Work instructions: Show each line of the data below that contains the word "ponytail".

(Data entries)
::::::::
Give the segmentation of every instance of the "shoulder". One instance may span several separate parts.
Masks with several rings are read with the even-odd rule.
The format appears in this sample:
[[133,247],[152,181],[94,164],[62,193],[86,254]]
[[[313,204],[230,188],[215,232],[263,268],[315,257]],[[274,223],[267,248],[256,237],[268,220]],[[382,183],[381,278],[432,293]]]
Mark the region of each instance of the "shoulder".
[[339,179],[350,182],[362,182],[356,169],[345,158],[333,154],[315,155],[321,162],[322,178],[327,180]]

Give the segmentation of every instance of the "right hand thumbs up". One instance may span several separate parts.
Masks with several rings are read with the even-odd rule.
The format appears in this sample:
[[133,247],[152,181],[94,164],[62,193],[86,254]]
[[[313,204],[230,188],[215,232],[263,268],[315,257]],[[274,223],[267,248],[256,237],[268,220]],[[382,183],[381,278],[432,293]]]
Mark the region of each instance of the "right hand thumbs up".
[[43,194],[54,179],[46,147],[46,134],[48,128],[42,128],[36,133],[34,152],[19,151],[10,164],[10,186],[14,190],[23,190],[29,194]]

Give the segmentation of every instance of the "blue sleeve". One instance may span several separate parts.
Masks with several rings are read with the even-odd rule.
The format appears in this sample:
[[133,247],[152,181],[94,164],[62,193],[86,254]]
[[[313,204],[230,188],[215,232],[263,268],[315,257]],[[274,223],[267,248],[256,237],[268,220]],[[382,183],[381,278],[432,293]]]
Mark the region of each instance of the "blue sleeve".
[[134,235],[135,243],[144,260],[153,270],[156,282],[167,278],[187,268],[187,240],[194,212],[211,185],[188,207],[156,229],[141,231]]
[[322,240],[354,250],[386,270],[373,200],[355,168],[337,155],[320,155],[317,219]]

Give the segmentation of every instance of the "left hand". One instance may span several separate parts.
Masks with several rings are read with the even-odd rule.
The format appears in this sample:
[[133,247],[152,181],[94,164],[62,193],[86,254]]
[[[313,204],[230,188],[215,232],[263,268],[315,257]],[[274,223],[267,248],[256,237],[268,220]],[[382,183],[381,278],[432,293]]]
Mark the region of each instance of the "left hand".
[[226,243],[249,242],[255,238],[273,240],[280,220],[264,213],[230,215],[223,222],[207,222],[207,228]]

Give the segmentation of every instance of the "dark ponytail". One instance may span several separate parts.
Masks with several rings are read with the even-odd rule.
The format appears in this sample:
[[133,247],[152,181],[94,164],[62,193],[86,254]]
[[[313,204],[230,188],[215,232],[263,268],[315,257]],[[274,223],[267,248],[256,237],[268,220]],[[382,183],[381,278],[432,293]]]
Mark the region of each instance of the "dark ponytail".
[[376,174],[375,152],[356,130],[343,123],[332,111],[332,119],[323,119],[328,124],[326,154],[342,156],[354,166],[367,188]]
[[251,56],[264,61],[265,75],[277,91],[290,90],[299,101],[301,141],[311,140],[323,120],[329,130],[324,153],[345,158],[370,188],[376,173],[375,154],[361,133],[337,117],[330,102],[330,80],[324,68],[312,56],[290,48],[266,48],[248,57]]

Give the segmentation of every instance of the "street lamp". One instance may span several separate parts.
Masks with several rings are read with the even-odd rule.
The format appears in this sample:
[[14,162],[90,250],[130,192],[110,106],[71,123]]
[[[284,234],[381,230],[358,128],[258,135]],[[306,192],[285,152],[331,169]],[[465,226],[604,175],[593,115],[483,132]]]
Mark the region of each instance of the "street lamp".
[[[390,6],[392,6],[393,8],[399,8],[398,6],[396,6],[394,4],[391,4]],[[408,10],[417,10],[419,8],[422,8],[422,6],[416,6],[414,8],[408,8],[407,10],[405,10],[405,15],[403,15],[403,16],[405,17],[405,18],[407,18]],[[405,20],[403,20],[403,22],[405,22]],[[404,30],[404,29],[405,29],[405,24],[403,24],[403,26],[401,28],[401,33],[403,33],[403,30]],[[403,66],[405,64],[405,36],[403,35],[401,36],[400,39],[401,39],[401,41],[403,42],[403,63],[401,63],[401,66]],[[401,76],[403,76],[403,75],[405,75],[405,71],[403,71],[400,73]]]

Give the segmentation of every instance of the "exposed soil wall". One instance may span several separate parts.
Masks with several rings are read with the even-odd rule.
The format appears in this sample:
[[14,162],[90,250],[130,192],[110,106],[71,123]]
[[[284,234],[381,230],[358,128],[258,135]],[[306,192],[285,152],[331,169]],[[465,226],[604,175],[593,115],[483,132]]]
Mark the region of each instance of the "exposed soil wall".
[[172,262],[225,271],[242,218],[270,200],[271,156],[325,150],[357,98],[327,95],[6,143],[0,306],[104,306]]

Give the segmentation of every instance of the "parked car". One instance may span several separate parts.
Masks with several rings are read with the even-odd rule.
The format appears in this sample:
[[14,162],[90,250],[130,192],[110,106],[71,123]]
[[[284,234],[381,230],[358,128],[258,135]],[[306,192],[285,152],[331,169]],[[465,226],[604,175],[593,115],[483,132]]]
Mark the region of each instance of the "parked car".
::::::::
Full response:
Give the segmentation of every instance of the "dark ponytail". One instance may span several separate parts.
Mark the region of each instance of the "dark ponytail".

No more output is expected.